### Records provided
=======
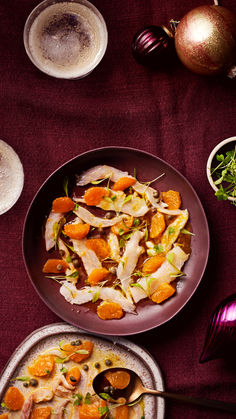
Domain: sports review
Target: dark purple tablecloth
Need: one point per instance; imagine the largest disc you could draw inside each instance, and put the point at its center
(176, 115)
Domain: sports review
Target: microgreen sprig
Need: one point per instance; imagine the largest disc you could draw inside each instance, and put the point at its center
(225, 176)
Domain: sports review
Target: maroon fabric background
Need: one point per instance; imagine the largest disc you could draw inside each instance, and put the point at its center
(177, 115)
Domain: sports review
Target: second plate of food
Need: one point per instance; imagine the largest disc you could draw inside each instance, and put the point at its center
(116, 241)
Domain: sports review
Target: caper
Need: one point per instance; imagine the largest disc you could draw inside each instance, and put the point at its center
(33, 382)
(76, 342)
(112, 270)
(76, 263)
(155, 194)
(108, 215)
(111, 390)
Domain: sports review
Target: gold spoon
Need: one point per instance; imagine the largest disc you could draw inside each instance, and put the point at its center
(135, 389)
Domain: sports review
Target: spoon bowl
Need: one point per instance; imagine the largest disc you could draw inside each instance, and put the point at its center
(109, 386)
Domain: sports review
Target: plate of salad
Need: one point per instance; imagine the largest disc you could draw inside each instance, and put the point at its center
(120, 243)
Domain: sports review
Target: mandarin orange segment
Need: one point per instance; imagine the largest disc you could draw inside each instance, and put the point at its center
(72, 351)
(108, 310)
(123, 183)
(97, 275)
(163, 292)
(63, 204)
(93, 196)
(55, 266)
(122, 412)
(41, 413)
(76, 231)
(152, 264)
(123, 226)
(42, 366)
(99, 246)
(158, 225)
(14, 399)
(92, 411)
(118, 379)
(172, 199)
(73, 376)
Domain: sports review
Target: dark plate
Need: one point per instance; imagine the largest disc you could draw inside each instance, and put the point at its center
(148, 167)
=======
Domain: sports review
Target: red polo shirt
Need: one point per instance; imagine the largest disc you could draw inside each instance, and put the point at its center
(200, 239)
=======
### Prompt
Can you gather every line of the records that contains the string "spoon", treating uppercase and lowercase letters as different?

### Written response
Target: gold spoon
Target: spoon bowl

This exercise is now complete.